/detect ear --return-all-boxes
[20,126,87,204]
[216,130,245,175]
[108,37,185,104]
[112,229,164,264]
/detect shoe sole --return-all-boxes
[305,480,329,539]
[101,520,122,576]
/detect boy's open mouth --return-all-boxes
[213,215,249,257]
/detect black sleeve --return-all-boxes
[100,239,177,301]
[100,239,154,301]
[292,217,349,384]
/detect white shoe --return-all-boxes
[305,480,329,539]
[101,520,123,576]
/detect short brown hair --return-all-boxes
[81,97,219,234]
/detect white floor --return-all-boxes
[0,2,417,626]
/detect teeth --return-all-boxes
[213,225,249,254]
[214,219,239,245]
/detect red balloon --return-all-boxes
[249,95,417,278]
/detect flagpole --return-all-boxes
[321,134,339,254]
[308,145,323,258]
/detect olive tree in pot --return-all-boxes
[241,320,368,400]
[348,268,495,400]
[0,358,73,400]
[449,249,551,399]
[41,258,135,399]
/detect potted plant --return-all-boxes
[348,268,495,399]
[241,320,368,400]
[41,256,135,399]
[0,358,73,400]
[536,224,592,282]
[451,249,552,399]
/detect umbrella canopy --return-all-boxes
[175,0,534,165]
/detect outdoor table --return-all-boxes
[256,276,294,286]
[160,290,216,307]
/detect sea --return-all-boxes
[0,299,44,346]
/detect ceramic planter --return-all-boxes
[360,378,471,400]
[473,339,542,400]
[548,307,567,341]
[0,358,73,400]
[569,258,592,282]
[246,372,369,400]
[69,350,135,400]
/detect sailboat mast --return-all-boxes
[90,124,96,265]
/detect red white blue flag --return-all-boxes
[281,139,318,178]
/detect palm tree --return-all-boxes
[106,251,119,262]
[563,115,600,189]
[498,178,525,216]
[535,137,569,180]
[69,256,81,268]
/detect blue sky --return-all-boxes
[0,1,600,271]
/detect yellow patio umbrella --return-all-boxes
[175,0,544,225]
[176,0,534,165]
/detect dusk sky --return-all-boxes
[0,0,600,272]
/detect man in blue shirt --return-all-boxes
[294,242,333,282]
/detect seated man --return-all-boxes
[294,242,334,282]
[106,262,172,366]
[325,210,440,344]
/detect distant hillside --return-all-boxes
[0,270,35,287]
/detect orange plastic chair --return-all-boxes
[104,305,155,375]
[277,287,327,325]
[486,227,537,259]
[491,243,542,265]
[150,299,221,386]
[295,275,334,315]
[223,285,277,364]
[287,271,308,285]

Task requirements: How many lines in the listing contain the string "umbrella"? Give only the number.

In response: 2